- _JOB_
Count the lines of the records below that contain the string "blurred", matching case exactly. Give only the number.
▬▬▬▬▬▬▬▬▬▬
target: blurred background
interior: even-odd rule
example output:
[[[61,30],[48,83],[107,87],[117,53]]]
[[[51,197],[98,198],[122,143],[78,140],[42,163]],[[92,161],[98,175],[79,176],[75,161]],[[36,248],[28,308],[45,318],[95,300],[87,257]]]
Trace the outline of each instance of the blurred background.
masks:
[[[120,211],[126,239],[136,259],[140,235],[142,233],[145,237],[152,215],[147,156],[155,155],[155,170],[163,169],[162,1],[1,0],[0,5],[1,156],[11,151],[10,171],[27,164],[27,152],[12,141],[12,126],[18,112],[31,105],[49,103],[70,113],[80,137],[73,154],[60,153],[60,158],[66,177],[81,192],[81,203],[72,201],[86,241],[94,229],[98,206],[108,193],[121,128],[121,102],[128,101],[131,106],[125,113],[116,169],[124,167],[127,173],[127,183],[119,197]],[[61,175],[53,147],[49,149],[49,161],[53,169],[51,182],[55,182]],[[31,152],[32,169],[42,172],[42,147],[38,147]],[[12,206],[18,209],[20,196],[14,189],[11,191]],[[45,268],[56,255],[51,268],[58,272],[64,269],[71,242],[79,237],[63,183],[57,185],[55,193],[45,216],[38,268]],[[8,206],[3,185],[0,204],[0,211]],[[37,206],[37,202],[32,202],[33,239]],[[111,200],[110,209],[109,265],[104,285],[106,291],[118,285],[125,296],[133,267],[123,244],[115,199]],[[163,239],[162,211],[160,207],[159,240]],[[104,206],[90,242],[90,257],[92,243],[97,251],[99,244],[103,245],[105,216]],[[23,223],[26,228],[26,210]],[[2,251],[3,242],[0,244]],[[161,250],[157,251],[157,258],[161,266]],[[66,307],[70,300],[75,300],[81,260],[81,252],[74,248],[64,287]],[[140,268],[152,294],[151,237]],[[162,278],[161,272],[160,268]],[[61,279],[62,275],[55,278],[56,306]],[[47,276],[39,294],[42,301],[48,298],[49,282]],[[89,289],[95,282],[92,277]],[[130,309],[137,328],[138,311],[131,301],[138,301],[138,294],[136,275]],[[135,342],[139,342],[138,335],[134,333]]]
▬▬▬▬▬▬▬▬▬▬
- _EXERCISE RESULT_
2